Direction: Reproduce the text on theatrical-window profits below, word for word and in full.

Text:
============

The fact you can make a profit at the theatrical window is unheard of in today's environment.

 

Well you can if you pre-sales other windows or world market or depending of the co-financing deal. calling it a profit at the theatrical window is playing a bit with the expression.

 

Not that different than what studios sometime do, take Sony point of view on a movie they pre-sold the intl market like American Hustle:

 

DOMESTIC THEATRICAL REVENUE 68,339 

DTH MARKETING (24,130) (Annapurna Pictures paying for half the theatrical release cost)

DTH PRINTS (COS) (1,330)

DTH WPF, DUES, OTHER (COS) (625)

DOMESTIC THEATRICAL MARGIN 42,255

 

DIRECT PRODUCTION COSTS (9,100) (net of intl presales)

 

Quote

What's even more incredible is that a good film with an all star cast can make profit opening weekend with just $7.6 million box office.

============

Dataset extract:
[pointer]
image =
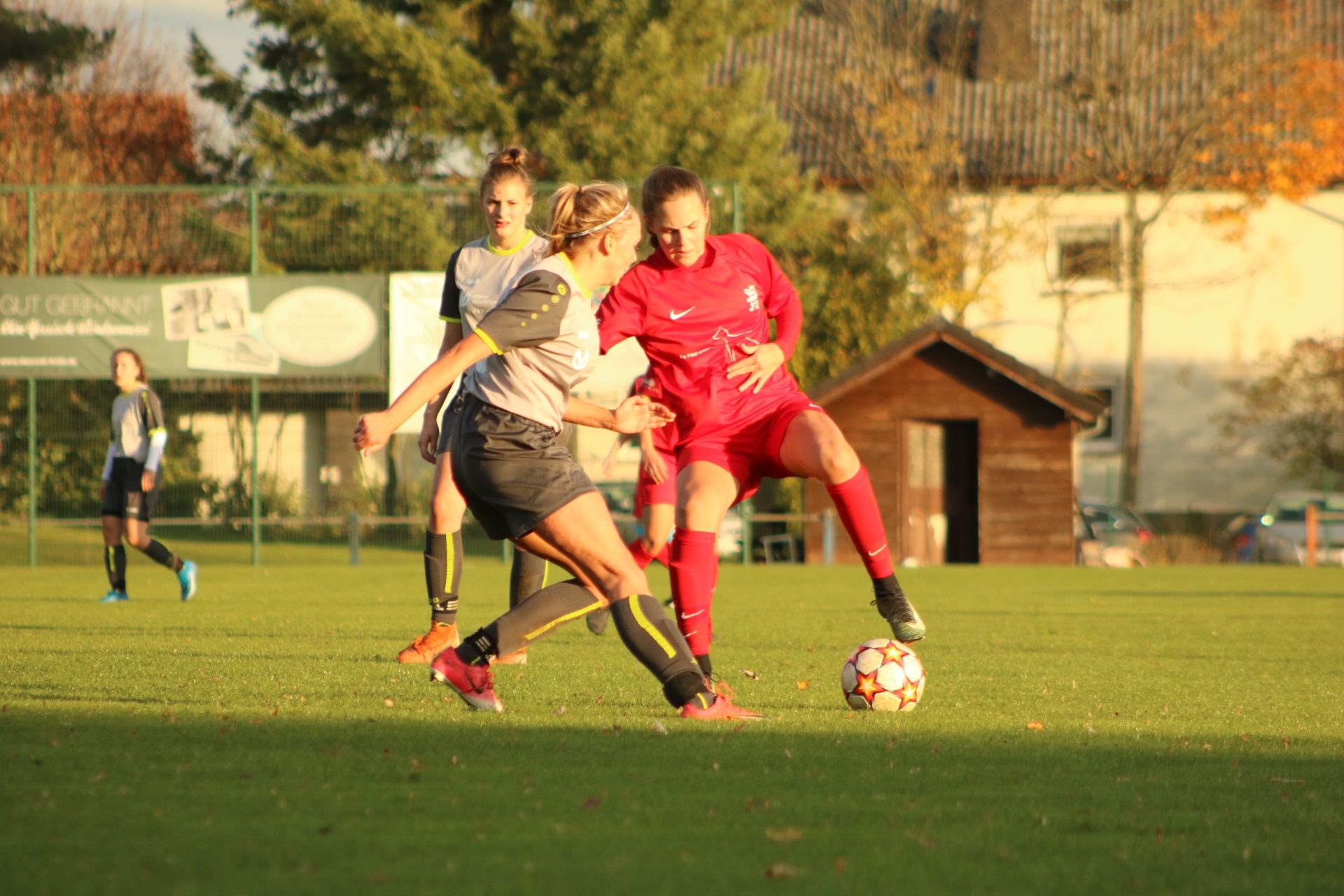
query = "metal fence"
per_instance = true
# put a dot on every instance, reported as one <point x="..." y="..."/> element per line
<point x="124" y="230"/>
<point x="255" y="469"/>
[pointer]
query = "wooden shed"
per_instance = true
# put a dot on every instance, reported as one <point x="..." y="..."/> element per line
<point x="971" y="451"/>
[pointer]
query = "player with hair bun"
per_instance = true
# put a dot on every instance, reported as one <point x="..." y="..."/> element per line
<point x="480" y="274"/>
<point x="701" y="308"/>
<point x="526" y="355"/>
<point x="131" y="479"/>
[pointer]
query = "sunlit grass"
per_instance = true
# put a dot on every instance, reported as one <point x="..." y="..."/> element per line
<point x="261" y="739"/>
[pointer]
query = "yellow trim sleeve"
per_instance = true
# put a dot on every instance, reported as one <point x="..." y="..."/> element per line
<point x="534" y="636"/>
<point x="489" y="343"/>
<point x="648" y="626"/>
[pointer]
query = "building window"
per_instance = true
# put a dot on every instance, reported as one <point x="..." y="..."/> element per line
<point x="1089" y="253"/>
<point x="1107" y="440"/>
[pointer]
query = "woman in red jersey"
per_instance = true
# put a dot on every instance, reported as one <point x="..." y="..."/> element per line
<point x="701" y="308"/>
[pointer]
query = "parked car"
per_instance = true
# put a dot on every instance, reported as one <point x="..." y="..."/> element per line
<point x="1110" y="535"/>
<point x="1281" y="536"/>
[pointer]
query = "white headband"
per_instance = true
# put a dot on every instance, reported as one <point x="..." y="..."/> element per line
<point x="593" y="230"/>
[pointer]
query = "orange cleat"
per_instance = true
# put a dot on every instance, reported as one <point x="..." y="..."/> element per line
<point x="721" y="708"/>
<point x="429" y="645"/>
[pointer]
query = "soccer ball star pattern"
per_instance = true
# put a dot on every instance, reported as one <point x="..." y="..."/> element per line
<point x="882" y="675"/>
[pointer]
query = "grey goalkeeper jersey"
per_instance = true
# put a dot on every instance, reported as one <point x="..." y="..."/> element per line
<point x="479" y="276"/>
<point x="545" y="342"/>
<point x="136" y="415"/>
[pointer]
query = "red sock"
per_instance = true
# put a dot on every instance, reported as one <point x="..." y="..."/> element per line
<point x="694" y="568"/>
<point x="641" y="555"/>
<point x="858" y="510"/>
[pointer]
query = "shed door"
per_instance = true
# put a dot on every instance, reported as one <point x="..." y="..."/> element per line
<point x="925" y="517"/>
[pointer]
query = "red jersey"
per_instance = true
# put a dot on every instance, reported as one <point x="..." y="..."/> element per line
<point x="692" y="321"/>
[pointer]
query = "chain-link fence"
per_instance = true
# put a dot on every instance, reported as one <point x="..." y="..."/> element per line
<point x="139" y="230"/>
<point x="257" y="470"/>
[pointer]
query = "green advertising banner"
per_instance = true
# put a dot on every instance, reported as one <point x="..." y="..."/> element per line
<point x="194" y="327"/>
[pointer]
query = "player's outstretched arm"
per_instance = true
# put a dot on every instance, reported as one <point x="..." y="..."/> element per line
<point x="375" y="429"/>
<point x="634" y="415"/>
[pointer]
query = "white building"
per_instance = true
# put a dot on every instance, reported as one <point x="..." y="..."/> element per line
<point x="1221" y="307"/>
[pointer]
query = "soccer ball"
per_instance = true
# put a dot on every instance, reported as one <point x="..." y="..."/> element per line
<point x="882" y="675"/>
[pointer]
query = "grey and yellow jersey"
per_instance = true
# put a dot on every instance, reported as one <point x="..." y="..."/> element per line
<point x="136" y="416"/>
<point x="543" y="337"/>
<point x="480" y="276"/>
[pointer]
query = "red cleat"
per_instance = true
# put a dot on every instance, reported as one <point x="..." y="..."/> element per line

============

Solution to this task:
The fact you can make a profit at the theatrical window is unheard of in today's environment.

 

Well you can if you pre-sales other windows or world market or depending of the co-financing deal. calling it a profit at the theatrical window is playing a bit with the expression.

 

Not that different than what studios sometime do, take Sony point of view on a movie they pre-sold the intl market like American Hustle:

 

DOMESTIC THEATRICAL REVENUE 68,339 

DTH MARKETING (24,130) (Annapurna Pictures paying for half the theatrical release cost)

DTH PRINTS (COS) (1,330)

DTH WPF, DUES, OTHER (COS) (625)

DOMESTIC THEATRICAL MARGIN 42,255

 

DIRECT PRODUCTION COSTS (9,100) (net of intl presales)

 

Quote

What's even more incredible is that a good film with an all star cast can make profit opening weekend with just $7.6 million box office.